> Problem to work on
Edit the lines below so that each "bounding box" becomes "box coordinates", leaving everything else as it is.

** begin Data for this exercise **

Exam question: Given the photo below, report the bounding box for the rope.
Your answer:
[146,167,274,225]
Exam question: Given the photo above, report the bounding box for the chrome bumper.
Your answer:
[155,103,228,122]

** end Data for this exercise **

> Task result
Exam question: Given the photo below, report the box coordinates for the rope.
Your answer:
[146,167,274,225]
Exam question: Given the photo above, report the box coordinates for the chrome bumper.
Your answer:
[155,103,228,122]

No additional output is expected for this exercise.